Print every one of the entries below again, line for line, with no changes.

Part of a data file
┌──

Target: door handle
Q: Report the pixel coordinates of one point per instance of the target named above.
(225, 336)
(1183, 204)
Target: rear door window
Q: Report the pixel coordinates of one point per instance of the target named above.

└──

SOLUTION TO THE EXERCISE ::
Target: door handle
Q: Report the pixel coordinates of one point per instance of the target named above.
(225, 336)
(1183, 204)
Target: rear door window
Q: Report the pixel coordinates of one point per instance of the target named above.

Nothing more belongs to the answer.